[Position identification records]

□ □ □ □ □ □ □

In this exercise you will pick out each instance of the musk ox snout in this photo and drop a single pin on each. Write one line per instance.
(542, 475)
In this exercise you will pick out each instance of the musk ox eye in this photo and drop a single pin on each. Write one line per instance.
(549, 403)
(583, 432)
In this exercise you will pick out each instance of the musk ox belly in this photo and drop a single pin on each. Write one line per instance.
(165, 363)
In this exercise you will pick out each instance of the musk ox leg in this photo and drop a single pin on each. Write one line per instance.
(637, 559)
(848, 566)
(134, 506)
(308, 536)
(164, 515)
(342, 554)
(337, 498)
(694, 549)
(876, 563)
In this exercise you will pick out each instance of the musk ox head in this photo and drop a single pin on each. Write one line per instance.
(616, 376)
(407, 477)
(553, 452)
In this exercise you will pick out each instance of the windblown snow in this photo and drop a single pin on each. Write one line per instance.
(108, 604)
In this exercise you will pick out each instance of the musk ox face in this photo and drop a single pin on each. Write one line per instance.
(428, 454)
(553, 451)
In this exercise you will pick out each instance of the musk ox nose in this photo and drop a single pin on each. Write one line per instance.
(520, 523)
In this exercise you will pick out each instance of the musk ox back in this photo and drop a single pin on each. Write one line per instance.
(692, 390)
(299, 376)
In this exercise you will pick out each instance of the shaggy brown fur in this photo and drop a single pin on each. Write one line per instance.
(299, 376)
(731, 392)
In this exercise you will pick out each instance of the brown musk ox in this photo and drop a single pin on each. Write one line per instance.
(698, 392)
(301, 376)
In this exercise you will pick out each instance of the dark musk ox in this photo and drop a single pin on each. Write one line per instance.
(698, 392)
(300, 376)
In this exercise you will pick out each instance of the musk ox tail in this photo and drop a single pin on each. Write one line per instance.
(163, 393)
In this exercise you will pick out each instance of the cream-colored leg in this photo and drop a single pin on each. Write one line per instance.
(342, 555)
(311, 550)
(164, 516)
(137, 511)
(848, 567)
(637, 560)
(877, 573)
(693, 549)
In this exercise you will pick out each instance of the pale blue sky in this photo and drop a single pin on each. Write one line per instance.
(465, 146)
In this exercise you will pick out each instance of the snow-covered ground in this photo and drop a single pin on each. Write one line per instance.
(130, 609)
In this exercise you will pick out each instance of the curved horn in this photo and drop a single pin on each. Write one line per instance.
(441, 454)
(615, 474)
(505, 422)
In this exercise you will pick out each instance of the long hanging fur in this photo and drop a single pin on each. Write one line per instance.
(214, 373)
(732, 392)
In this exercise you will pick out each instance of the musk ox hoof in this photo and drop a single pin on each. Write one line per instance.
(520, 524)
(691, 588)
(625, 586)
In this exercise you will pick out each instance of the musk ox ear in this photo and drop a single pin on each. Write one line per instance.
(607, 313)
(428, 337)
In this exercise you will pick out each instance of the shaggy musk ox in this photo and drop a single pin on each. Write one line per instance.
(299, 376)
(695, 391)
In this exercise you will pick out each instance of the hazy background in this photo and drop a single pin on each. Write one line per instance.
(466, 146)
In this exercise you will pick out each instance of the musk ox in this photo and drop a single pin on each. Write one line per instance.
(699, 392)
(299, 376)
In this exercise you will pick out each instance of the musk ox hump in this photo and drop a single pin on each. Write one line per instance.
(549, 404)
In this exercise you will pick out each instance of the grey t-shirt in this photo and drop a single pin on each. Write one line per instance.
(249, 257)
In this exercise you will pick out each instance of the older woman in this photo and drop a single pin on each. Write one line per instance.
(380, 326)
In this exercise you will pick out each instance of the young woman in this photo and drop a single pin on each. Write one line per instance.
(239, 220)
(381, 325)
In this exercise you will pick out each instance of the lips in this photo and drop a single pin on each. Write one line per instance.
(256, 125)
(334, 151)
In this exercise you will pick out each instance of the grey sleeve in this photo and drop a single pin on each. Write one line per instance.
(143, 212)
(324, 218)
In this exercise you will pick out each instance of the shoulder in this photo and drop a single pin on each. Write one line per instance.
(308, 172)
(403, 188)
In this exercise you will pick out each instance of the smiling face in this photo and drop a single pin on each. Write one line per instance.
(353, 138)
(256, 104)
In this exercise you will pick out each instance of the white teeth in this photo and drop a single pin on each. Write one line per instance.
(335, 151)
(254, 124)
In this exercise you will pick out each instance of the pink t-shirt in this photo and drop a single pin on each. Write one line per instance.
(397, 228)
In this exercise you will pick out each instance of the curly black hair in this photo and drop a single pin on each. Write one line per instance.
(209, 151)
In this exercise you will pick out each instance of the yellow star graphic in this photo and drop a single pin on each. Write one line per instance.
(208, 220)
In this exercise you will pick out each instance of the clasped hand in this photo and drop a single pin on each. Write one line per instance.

□ □ □ □ □ □ □

== OBJECTIVE ==
Return the whole listing exactly.

== RESULT OF THE TASK ==
In this exercise you will pick out each instance of the musk ox snout in this photo and drop a single pin on each. Write one line per instance.
(542, 475)
In this exercise you will pick out each instance of the musk ox eye in this photo and drop a single pin on each. Write one line per instance.
(549, 403)
(583, 432)
In this exercise you will pick out each instance of the musk ox belly in this photo and drop a single pin on each. Write one line per instance.
(165, 363)
In this exercise you will pick out each instance of the musk ox leg in this photo and drop a single pin on each. Write one line per instance.
(637, 559)
(848, 566)
(134, 506)
(308, 536)
(164, 515)
(342, 554)
(337, 498)
(694, 549)
(876, 563)
In this exercise you will pick out each instance of the musk ox head in this photo and drop a single pin on each. Write one line per instance.
(616, 376)
(407, 477)
(553, 452)
In this exercise you will pick out each instance of the windblown snow in this photo and drop a single pin on each. Write one line per instance.
(108, 604)
In this exercise you will pick out each instance of the musk ox face in this photo and drop a single pin on each. Write one line per instance.
(428, 454)
(553, 451)
In this exercise you will pick out each instance of the musk ox nose in this photo and drop a single pin on each. Write one line per instance.
(520, 523)
In this exercise you will pick out each instance of the musk ox back in this photo and drop a single pin on each. Write one line per instance.
(692, 390)
(299, 376)
In this exercise you will pick out each instance of the shaggy brown fur in this photo and drop a single pin on each. Write one line per instance.
(299, 376)
(731, 392)
In this exercise you will pick out each instance of the brown musk ox in this photo and drop a single pin on each. Write one line per instance.
(698, 392)
(301, 376)
In this exercise you will pick out each instance of the dark musk ox in this photo and drop a single pin on each. Write one line per instance.
(698, 392)
(300, 376)
In this exercise you will pick out each instance of the musk ox tail in this photo and drop a single pin on each. Write one line per instance.
(163, 393)
In this exercise you will pick out each instance of the cream-colored leg in this photo and drop a single pin on each. Write one line per instance.
(342, 555)
(311, 550)
(164, 516)
(137, 511)
(848, 567)
(637, 560)
(877, 573)
(693, 549)
In this exercise you will pick out each instance of the pale blue sky in this photo and drop a single pin on each. Write one line per instance.
(465, 146)
In this exercise you will pick out each instance of the snow-covered ground in this photo and drop a single pin on each. Write one line per instance.
(130, 609)
In this exercise you will pick out each instance of the curved horn in this photo and drop a single pin on each. Write one line per instance.
(441, 454)
(615, 474)
(505, 422)
In this exercise you will pick out each instance of the long hanging fur in this photo and drop a single pin on each. Write one line per instance.
(214, 373)
(732, 392)
In this exercise you will pick out each instance of the musk ox hoof in this photo and drop a single pin on each. Write one line per instance.
(520, 524)
(691, 588)
(625, 586)
In this exercise you will pick out each instance of the musk ox ear in this photo and drop a single pin on each. Write one line per instance.
(607, 313)
(428, 337)
In this exercise you will pick out each instance of the shaggy musk ox in this photo and drop a single pin on each. Write one line per instance.
(299, 376)
(695, 391)
In this exercise you will pick out each instance of the hazy background in this photo and drop a single pin on each. Write one line per instance.
(466, 146)
In this exercise you will pick out each instance of the musk ox in this photo and drop a single pin on each. Write one line per instance.
(699, 392)
(299, 376)
In this exercise you will pick out each instance of the musk ox hump in this photo and drop a single pin on each. Write one line per instance.
(549, 404)
In this exercise you will pick out each instance of the grey t-shirt in this photo and drop a single pin on each. Write one line per instance.
(249, 257)
In this exercise you will pick out each instance of the older woman in this photo and drop a single pin on each. Write one line per instance.
(380, 326)
In this exercise you will pick out each instance of the young woman in this photo and drop a single pin on each. Write one line per instance.
(239, 220)
(381, 325)
In this exercise you will pick out each instance of the lips in this photo and drop a single pin on each. Write one line per instance.
(256, 125)
(334, 151)
In this exercise you will pick out each instance of the grey sleeve in this photo and drop a single pin on each. Write one line per instance.
(143, 212)
(324, 218)
In this exercise you will pick out each instance of the shoulder in this photo and drop a single pin on each. Write one line per instance.
(308, 172)
(403, 188)
In this exercise you will pick out each instance of the smiling face in this photo and drop a single pin on each. Write one line per instance.
(353, 138)
(256, 104)
In this exercise you will pick out each instance of the white teeth in this photo and drop a single pin on each. Write one line per instance.
(335, 151)
(254, 124)
In this exercise you will pick out each instance of the pink t-shirt in this photo and drop a single pin on each. Write one line per instance.
(397, 228)
In this exercise you will pick out each instance of the curly black hair in this photo and drop a single pin on each. Write one line per instance.
(209, 151)
In this exercise you will pick out each instance of the yellow star graphic in this photo and drop a single pin on each. Write one line per instance.
(208, 220)
In this exercise you will pick out each instance of the clasped hand in this photo and drop a single pin on each. Write one line per instance.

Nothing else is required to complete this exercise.